Start of Recorded data

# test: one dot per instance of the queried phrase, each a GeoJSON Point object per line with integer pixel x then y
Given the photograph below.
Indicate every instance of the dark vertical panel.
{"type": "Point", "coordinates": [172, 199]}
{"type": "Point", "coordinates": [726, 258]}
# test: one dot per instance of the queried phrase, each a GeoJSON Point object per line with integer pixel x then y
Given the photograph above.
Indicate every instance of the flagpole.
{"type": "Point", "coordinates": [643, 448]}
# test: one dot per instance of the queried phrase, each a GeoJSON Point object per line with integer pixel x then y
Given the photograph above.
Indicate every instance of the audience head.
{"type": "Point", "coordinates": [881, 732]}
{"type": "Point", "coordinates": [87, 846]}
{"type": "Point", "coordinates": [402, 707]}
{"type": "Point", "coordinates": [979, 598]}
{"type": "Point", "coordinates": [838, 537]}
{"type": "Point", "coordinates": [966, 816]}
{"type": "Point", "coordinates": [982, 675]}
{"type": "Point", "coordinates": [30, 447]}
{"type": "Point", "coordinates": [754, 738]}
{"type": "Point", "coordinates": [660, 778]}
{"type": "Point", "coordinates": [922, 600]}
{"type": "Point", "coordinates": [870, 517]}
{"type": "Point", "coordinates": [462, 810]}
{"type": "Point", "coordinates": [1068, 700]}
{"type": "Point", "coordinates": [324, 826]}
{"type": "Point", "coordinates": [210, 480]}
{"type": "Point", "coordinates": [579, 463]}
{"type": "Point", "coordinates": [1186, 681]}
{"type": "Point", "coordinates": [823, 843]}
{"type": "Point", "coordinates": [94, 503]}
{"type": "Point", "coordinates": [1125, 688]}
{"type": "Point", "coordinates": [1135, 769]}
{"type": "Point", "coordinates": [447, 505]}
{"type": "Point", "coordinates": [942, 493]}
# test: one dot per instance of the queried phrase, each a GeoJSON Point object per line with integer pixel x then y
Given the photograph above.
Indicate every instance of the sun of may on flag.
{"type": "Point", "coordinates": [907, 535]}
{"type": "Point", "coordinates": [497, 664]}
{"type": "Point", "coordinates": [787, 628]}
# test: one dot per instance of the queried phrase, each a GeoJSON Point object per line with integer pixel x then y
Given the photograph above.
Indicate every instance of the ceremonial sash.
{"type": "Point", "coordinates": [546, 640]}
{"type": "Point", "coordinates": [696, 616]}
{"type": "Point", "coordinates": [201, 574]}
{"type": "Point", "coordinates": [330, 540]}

End of Recorded data

Description of the task
Please repeat the listing above in full and exactly.

Correct output
# test: one dot per instance of the queried phrase, each a GeoJSON Point object per line with integer pixel x then y
Given the photograph below.
Indicate every instance of the dark vertical panel.
{"type": "Point", "coordinates": [172, 199]}
{"type": "Point", "coordinates": [726, 258]}
# test: one dot per instance of the queried phrase, each a GeoJSON Point object per line with integer pixel x then y
Given the photograph above.
Indicate every instance of the flagpole.
{"type": "Point", "coordinates": [643, 448]}
# test: one dot per instance of the queried phrase, each a GeoJSON Point object per line with integer pixel x then y
Given the photograph above.
Indicate every instance of the audience head.
{"type": "Point", "coordinates": [881, 732]}
{"type": "Point", "coordinates": [87, 846]}
{"type": "Point", "coordinates": [402, 707]}
{"type": "Point", "coordinates": [979, 598]}
{"type": "Point", "coordinates": [838, 537]}
{"type": "Point", "coordinates": [966, 816]}
{"type": "Point", "coordinates": [982, 675]}
{"type": "Point", "coordinates": [30, 447]}
{"type": "Point", "coordinates": [754, 738]}
{"type": "Point", "coordinates": [660, 778]}
{"type": "Point", "coordinates": [922, 600]}
{"type": "Point", "coordinates": [870, 517]}
{"type": "Point", "coordinates": [462, 810]}
{"type": "Point", "coordinates": [1068, 700]}
{"type": "Point", "coordinates": [324, 826]}
{"type": "Point", "coordinates": [210, 480]}
{"type": "Point", "coordinates": [579, 463]}
{"type": "Point", "coordinates": [1186, 681]}
{"type": "Point", "coordinates": [823, 843]}
{"type": "Point", "coordinates": [94, 503]}
{"type": "Point", "coordinates": [1125, 688]}
{"type": "Point", "coordinates": [1135, 769]}
{"type": "Point", "coordinates": [447, 505]}
{"type": "Point", "coordinates": [942, 493]}
# test: one dot per instance of the queried phrase, each a GeoJSON Point object per line with integer pixel x then y
Given the photograph above.
Indicate every instance of the sun of may on flag.
{"type": "Point", "coordinates": [907, 535]}
{"type": "Point", "coordinates": [497, 664]}
{"type": "Point", "coordinates": [787, 628]}
# test: one dot per instance of the queried phrase, each a GeoJSON Point object per line with integer pixel x then y
Given the photograph above.
Indicate every instance of the ceremonial sash.
{"type": "Point", "coordinates": [546, 640]}
{"type": "Point", "coordinates": [696, 616]}
{"type": "Point", "coordinates": [201, 574]}
{"type": "Point", "coordinates": [330, 540]}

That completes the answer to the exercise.